# [TO BE DONE]
In the text below on the real presence of Christ, what alternative to transubstantiation did Luther suggest?

───── PAGE TEXT

The Real Presence of Christ
Last Wednesday was the last in our series of Lenten Studies on the Eucharist. We were looking at the different approaches to the Eucharist developed at the time of the European reformation and then thinking about how we understand what is happening in the Eucharist when we celebrate it today.
It has become customary to contrast the Roman Catholic belief with the approaches of Luther, Zwingli, and Calvin and despite some of the limitations of this approach and the generalizations that it leads to, this approach does have the merit of defining four broad views of the Eucharist.
The Roman Catholic view we discussed last week. Essentially, at the start of the 16th century, Roman Catholics believed in the sacrifice of the Mass and the real presence of Christ in the Eucharistic elements of bread and wine. It was this that the reformers in their different ways were reacting to.
All three reformers were agreed in rejecting the idea of Christ being sacrificed in the Mass. They also rejected the restriction of communion to one kind, that is to the bread, for the laity. After this, as is well-known, there was much disagreement.
Luther was nearer Roman Catholic Church in the way he believed in the real presence of Christ in the sacrament. While rejecting transubstantiation, he developed an idea that was much like it. Transubstantiation is the belief that the outward appearance of the bread and wine remain the same, but that the substance, the inner reality, are changed into the body and blood of Christ. Luther suggested, as an alternative, consubstantiation. In this the outward appearance of the bread and the wine remain the same, as with transubstantiation, but the substance, the inner reality, is BOTH that of the body and blood of Christ AND the bread and wine. Luther was extremely insistent on the real presence of Christ's body and blood in the sacrament and took the word 'is', when our Lord said at the Last Supper, 'This my body' and 'This is my blood', quite literally.

──────────
───── COLLECTED MATERIAL

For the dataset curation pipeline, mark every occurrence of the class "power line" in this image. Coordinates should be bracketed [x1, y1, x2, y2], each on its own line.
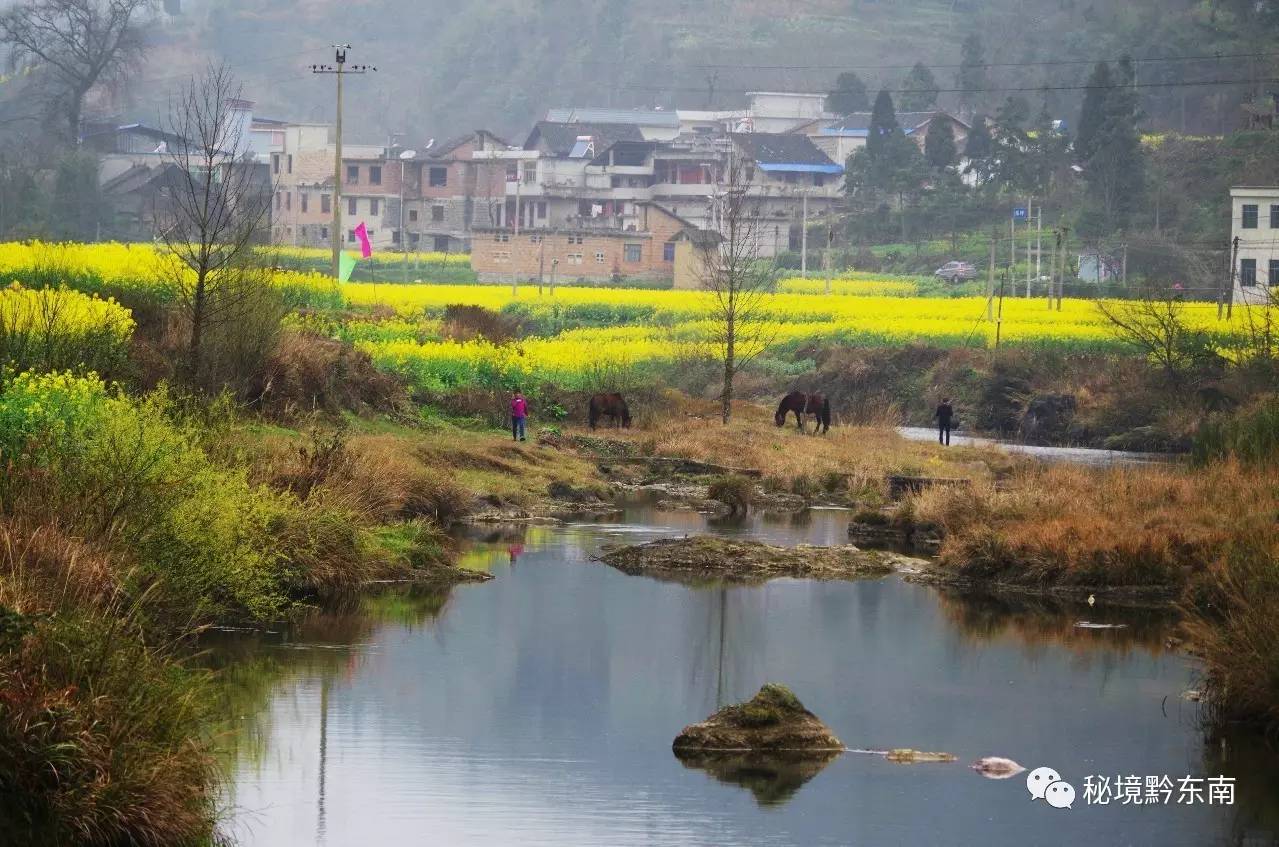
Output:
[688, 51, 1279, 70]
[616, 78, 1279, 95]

──────────

# [CORRECT RESULT]
Luther suggested consubstantiation.